┌─ Document excerpt
# A betta life



## HD4life (Jun 4, 2011)

*Chapter One*

My egg shell is thining now, I can see my fathers dark figure moving too and fro beneth me. How many siblings will I have? I ask myself. I wonder how well my father will care for us, if he will help me learn to swim or if he will be too busy to give us each attenion. I suppose I cant really blame him If my mother blessed him with hundreds of us eggs. Im counting the hours to when I will see my father, I bet he is strong and majestic. "Father!" I cry out. "yes?" a muffled reply. "When will I see you?" "You dont have long now, a few of your brothers and sisters have hatched already". Oh how I wished I could have hatched first, I dont want to be an egg, I want to be a fry. I suddenly feel a current, I must be falling! "Ahh!" here is the test, will my father catch me? Will he care that Im in danger? Bump bump.... I hit bottom.. The seconds are ticking away for what seems like an eternity for my tiny being. A soft draft comes over my shell, a warm voice says "I got you". I can feel the quick suction of being picked up and swam to the surface. To my relief father has brought me back to safety along with a few of my siblings. "weee" I hear them cry as we are blown into the nest. Fun? Are they serious? I have never been so scared! "Brother.. you know, you get used to it.. thats the 6th time today for me" One of my sisters said as if she could read my mind. "I really wasn't that scared" I say in denial. In the safety of our nest we wait... I can wiggle a little now, I feel freedom getting closer. Sudden darkness.. "Ok kids get some rest, our caregiver has turned out the lights." Caregiver? What is a caregiver? Something I suppose I will see soon when I'm strong enough to get out of here..
└─
┌─ Recorded data
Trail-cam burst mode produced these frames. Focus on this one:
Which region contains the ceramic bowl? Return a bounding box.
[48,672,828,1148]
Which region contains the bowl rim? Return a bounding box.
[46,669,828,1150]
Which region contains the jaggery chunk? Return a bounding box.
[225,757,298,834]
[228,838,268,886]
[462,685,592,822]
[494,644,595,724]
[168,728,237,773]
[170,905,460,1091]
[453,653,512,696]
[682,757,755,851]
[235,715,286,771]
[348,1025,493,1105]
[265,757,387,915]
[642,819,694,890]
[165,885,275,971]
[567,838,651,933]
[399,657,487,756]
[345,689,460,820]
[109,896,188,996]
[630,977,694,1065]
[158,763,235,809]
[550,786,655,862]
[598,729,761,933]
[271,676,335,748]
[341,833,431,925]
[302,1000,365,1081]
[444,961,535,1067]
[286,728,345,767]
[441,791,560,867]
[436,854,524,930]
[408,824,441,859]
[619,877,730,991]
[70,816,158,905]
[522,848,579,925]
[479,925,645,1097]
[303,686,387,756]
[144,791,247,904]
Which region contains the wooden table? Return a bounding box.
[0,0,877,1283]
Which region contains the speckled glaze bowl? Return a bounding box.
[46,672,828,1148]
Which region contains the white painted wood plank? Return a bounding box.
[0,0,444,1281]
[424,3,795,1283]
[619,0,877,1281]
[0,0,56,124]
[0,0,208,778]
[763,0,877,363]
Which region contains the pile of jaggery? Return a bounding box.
└─
• _Problems and tasks_:
(1) Answer these about the betta egg story:
(a) What does the father reply when asked when he will be seen?
(b) According to the sister, how many times had she fallen that day?
(c) Who does the father say has turned out the lights?
(2) Carry on the betta egg story, picking up after its final sentence.

• _Results for the exercise_:
(1)
(a) "You dont have long now, a few of your brothers and sisters have hatched already."
(b) Six times.
(c) The caregiver.

(2)
----------



## mernincrazy8525 (Feb 28, 2011)

Wow, keep writing. that was really good!!


----------



## HD4life (Jun 4, 2011)

Thanks  Ive been trying to do some illustrations for my little story too but its not working lol

*Chapter Two*

I wake suddenly to a quick rythmic thumping and vibrating in the nest. Many of my siblings are yelling out in fear. "Its ok children, That is the human fry running near our waters." Father says. A human fry? It must be huge to shake our waters like that. "Father what is a human?" I ask him. "Our dear caretaker is a human son. The young human fry does not seem to notice we are here though and occationally causes trouble, it is the adult who cares for us, you will see her soon." He says in a reassuring voice. With his comment of seeing, I realize now with the sleep scared from my eyes, that my shell is clear. Something inside me says I should escape. I try to stretch out.. my shell bends with my movements.. encouraging me to push harder. I'm so excited, I can taste freedom. I wiggle and squirm with more force, stretch again and again to set myself loose. "Arrgh! This is harder than I thought!" Father chuckles, "Save your energy son, you have a lot of work ahead of you once you hatch." I pretend I didn't hear and continue squirming more vigorous than before. I heave a sigh with my last, strongest stretch "hrmmmmmm" POP! "hehehee" I exclaim proudly yet exhausted.... sinking to the bottom. "Awesome" "You did it" "Welcome to the water" some of my siblings cry out. I respond with a little nod for that is all I have energy for. "Welcome to your new home son" Father tells me as he smiles. I smile back and raise a fin, panting. I am suprised at my fathers mix of strength and beauty. His deep blue color and the length of his fins, how they reipple and trail wo elegantly behind him as he rushes to the surface and back. "I will let you rest before I make you hang by yourself." He says as he swims to pick up my other siblings around me.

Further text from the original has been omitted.